Reproduce everything from the line containing "of the ocean" down to the end of the items, requests included, and shift each coordinate in the answers by adding -62 to it.

*TASK MATERIAL:*
- - -

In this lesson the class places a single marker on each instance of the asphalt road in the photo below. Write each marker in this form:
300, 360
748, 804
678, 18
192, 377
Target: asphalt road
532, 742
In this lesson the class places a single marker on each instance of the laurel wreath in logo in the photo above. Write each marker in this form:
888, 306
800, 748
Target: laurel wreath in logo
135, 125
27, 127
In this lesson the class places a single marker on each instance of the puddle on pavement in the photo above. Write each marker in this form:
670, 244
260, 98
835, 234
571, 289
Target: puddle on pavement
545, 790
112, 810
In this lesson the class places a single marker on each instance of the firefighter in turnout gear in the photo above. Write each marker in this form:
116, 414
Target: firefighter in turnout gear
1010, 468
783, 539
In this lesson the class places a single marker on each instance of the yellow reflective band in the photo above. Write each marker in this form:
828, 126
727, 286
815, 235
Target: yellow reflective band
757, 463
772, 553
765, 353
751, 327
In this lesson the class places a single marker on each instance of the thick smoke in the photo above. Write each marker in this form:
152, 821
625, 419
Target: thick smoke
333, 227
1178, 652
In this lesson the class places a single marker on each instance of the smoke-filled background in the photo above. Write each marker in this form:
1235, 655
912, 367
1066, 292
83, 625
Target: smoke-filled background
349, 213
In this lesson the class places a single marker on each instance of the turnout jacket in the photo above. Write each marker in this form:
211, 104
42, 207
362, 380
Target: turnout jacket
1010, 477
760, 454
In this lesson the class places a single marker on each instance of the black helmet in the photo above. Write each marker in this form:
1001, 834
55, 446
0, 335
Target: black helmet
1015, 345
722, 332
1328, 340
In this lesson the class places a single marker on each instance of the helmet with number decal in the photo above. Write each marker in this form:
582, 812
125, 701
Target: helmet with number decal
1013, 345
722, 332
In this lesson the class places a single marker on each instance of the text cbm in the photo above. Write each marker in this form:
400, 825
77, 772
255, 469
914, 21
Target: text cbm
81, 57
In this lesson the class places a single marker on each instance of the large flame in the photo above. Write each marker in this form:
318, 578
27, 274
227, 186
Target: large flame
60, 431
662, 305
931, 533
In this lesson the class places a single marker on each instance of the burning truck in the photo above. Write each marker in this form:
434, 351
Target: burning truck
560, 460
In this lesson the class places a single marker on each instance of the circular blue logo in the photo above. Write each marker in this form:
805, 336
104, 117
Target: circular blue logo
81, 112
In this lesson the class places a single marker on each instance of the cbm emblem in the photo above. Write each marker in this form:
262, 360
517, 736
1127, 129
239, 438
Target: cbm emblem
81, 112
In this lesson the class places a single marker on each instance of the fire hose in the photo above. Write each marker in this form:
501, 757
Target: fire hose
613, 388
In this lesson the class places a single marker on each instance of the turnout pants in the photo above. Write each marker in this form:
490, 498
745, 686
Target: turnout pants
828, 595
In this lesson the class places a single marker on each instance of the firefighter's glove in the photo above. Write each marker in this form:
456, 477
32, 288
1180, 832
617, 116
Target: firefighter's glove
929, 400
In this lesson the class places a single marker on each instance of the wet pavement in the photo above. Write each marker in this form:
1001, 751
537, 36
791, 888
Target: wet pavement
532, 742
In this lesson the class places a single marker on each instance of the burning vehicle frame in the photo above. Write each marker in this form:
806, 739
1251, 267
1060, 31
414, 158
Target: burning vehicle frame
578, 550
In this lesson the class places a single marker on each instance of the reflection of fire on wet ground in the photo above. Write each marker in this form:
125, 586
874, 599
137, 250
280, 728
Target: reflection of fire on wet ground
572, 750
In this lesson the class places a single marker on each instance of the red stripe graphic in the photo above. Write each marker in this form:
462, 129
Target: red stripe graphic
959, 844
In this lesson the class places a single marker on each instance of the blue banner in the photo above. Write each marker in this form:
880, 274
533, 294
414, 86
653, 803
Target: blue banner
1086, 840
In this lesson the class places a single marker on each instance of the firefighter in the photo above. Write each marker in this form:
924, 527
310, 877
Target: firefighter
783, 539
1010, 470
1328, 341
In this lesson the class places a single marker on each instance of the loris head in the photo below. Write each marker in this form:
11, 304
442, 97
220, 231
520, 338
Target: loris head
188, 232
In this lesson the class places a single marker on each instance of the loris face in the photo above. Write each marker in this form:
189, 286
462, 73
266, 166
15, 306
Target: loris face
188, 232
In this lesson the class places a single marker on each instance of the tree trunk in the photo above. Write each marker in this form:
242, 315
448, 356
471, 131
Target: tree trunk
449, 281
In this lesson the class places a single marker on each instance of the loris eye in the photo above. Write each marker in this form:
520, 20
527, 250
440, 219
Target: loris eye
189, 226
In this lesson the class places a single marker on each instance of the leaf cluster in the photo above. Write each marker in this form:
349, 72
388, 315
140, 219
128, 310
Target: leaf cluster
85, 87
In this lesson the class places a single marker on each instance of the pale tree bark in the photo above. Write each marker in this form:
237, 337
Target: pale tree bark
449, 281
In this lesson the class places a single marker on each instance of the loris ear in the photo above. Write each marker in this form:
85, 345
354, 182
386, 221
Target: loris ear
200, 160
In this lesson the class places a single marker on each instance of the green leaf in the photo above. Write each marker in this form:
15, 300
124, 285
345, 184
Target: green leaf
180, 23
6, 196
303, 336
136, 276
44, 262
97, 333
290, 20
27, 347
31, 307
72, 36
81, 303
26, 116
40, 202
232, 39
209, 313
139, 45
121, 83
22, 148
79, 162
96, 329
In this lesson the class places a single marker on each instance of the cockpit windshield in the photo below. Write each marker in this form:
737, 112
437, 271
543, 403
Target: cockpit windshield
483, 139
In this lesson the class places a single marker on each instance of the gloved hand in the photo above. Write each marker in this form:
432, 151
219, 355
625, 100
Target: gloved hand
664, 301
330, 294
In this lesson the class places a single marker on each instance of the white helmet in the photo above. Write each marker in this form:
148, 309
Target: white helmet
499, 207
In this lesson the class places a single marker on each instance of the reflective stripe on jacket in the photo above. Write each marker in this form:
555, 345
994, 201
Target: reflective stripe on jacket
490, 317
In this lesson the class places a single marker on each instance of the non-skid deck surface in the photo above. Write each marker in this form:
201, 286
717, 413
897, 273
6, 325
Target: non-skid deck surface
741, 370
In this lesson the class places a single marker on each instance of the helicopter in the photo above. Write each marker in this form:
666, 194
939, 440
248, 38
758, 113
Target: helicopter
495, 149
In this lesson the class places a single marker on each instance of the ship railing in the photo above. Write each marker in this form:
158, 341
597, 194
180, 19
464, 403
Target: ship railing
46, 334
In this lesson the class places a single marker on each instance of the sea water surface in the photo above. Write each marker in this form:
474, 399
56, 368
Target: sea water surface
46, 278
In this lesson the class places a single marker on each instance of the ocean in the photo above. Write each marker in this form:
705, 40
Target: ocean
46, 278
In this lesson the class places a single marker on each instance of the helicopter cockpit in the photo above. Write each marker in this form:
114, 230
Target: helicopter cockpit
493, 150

- - -

*OUTPUT BELOW:*
In this lesson the class places a single marker on each instance of the ocean in the photo above. Write each marker in this form:
705, 40
Target: ocean
-16, 216
In this lesson the class places a single marker on each instance of the helicopter cockpit in the photo above. Write each marker in this form:
114, 230
Target: helicopter cockpit
431, 88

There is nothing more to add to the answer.